Цитируемый текст>
----------------
Михаил Козаков - Фрагменты
Если слово «овация» имеет в наше время какой-нибудь смысл, то уж здесь-то оно должно быть употреблено. Нет, это было не просто смешно. Спетое — итог целого периода жизни не только Ефремова, не только МХАТа, хотя и его тоже, но и «Современника», и Таганки, и самого Высоцкого, и всего нашего поколения. Результат пока еще периода, не жизни. И не одинаковый, не однозначный, разный для всех, когда-то единых — а может, так казалось? — теперь разбежавшихся по непохожим дорогам, расползшихся по тропинкам, которые неизвестно куда приведут…
Примечание. Теперь, в 84-м году, когда я делаю очередную правку, уже известно, куда привела дорога В. С. Высоцкого. Сложнее с Ю. П. Любимовым. Останется — не останется? В прямом и переносом смысле? Останется в русской театральной культуре или нет? Не перечеркнет ли все это не только его судьбу, но, что важнее, судьбу Таганки?[5]
Выносят куб. Юрий Петрович завершает, уже сам:
— Олег! На этом странном кубе, — он так и сказал: «кубе», — мы прослышали, что у тебя новый спектакль идет на кубах… — И прослышали правильно: «Обратная связь», очередная постановка производственной пьесы Гельмана, зиждилась на кубах. — …На этом странном кубе, если его повертеть, твоя фамилия, а вот тут от меня: Олегу Ефремову, — и подчеркнуто: — дорогому современнику…
А что «Современник»? Вышли. Толмачева зачитала адрес, как делали все на этом официальном юбилее, где до выступления Таганки все и шло, как у всех. Нет, не пели, не шутили, не вспоминали, даже не упрекали. Просто прочли и вручили адрес. Даже поцелуйного обряда избежали. Ефремов сам Толмачеву обнял и поцеловал: все-таки когда-то женой ему была. И ушли его ребята, его дети-други, его прошлое, его молодость, может быть, лучшее в его жизни ушло.
А я и вовсе не пришел. Звать меня не звали, сам же я не рвался. На похороны и юбилеи надо ходить с чистым сердцем, а у меня осадок был.
Но все узнал о юбилее, все расспросил до мельчайших подробностей. И пленку с записью поздравлений через друзей раздобыл и слушал. Молодость ушла… Ефремов ушел… «Уходят, уходят, уходят друзья, одни — в никуда, а другие — в князья…»
Сентябрь 1952 года. Я теперь москвич! Я выдержал экзамены — семьдесят пять человек на одно место! Я студент Школы-студии МХАТ! Занятия еще не начались, но меня тянет в проезд Художественного. Школа-студия заперта. Пойду в кафе «Артистическое», что напротив, — вдруг увижу кого-нибудь из настоящих артистов?
Захожу туда, где четыре года потом буду перехватывать между лекциями и вечерними занятиями по мастерству блинчики с кофе. В «Артистик». Когда читаешь в мемуарах про «Стойло Пегаса» и «Бродячую собаку», представляешь что-то необычное. А вполне возможно, что и там было так же обыкновенно, как здесь, в «Артистике», только люди тогда собирались куда интереснее, чем сейчас.
----------------
Исходные данные>
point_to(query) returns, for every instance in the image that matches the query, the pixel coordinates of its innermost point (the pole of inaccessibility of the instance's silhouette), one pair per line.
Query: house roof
----------------
Что нужно сделать>
**a)** Ответьте на вопросы по мемуарному отрывку:
(i) Какая постановка пьесы Гельмана, согласно отрывку, зиждилась на кубах?
(ii) Кто зачитал адрес от «Современника»?
(iii) Сколько человек приходилось на одно место на экзаменах в Школу-студию МХАТ?
**b)** Продолжите мемуарный отрывок, начав сразу после его последнего предложения.
Перечень для этой работы не нужен.

Ответы>
**a)**
(i) «Обратная связь».
(ii) Толмачева.
(iii) Семьдесят пять.

**b)**
1 сентября 1952 года в «Артистическом» вижу редких посетителей, обыкновенных смертных, скорее всего командированных, жующих блинчики. Огорчаюсь недолго. Заказываю жареную колбасу с зеленым горошком, которую в «Артистике» подают и теперь, спустя почти тридцать лет, только стоит она дороже. Поглядываю на командированных: «Вот жуют и не знают, что в этом кафе не им чета, а студент МХАТа. Почти артист!» Хорошо бы еще значок с чайкой достать, тогда всем будет ясно, что я не просто так, не хухры-мухры, а мхатовец. От слова «мхатовец» что-то приятное разливается по телу.
Два дня назад я увидел этот значок на пиджаке у Игоря Кашинцева, который вместе с Сашей Косолаповым пересдавал марксизм-ленинизм перед началом учебного года. А я сдавал историю СССР тому же педагогу. Мы познакомились. Они сразу потащили меня в пивной бар № 4 на улице Горького. Потом этот бар стал молочным кафе, теперь на его месте сквер. А тогда! Спросите у любого москвича, где лучше всего выпить пива и побаловаться раками, — в «четверке»! Там и водку в стограммовых стаканчиках давали, и соломку с солью. Именно в «четверке» мы после «стипухи» обычно «обмывали» сессии. Стопари-стограммовки, пиво, раки, сосиски, соломка с солью — что еще нужно для счастья студенту-мхатовцу? А значок ты уже достал, и он блестит на лацкане и щекочет твое самолюбие.
Студия МХАТа — предмет мечтаний многих абитуриентов, жаждущих стать актерами, — ютится в доме рядом со зданием старого МХАТа. Тогда у большой двери было три вывески: «Музей МХАТ», «Школа-студия МХАТ (вуз)» и «Столовая». Столовая размещалась на первом этаже. На втором — аудитории Школы-студии. Поэтому запахи общепита преследовали нас во время лекций.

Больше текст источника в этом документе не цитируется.